§ Selected excerpt:
MS Final Examination – Zahra Iman

Wednesday, May 25, 2016 10:00 AM - 12:00 PM

Learning Topical Social Media Sensors for Twitter
Social media sources such as Twitter represent a massively distributed social sensor over a kaleidoscope of topics ranging from social and political events to entertainment and sports news. However, due to the overwhelming volume of content, it can be difficult to identify novel and significant content within a broad theme in a timely fashion. To this end, this work proposes a scalable and practical method to automatically construct social sensors for generic topics. Specifically, given minimal supervised training content from a user, we learn to identify topical tweets from millions of features capturing content, user and social interactions on Twitter. On a corpus of over 800 million English Tweets collected from the Twitter streaming API during 2013 and 2014 and learning for 10 diverse themes ranging from social issues to celebrity deaths to the “Iran nuclear deal”, we empirically show that our learned social sensor automatically generalizes to unseen future content with high ranking and precision scores. Furthermore, we provide an extensive analysis of features and feature types across different topics that reveals, for example, that (1) largely independent of topic, simple terms are the most informative feature followed by location features and that (2) the number of unique hashtags and tweets by a user correlates more with their informativeness than their follower or friend count. In summary, this work provides an effective, and efficient way to learn topical social sensors requiring minimal user curation effort and offering strong generalization performance for identifying future topical content.

Major Advisor: Scott Sanner
Committee: Arash Termehchy
Committee: Xiaoli Fern
GCR: John Bolte

§ Exercise: In the Twitter social sensors abstract, how large was the corpus of English tweets?

§ Dataset entries:

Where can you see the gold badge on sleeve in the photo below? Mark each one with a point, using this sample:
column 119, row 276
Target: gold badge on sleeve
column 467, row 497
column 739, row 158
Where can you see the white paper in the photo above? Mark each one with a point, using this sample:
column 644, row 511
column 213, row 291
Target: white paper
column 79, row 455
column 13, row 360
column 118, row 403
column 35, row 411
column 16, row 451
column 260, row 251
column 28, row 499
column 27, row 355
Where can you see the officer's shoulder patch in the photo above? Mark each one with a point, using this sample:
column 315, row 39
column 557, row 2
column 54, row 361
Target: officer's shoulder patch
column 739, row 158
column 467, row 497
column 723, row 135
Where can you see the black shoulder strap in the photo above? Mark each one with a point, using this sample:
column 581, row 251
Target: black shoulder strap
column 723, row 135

§ Task solution: Over 800 million English tweets, collected from the Twitter streaming API during 2013 and 2014.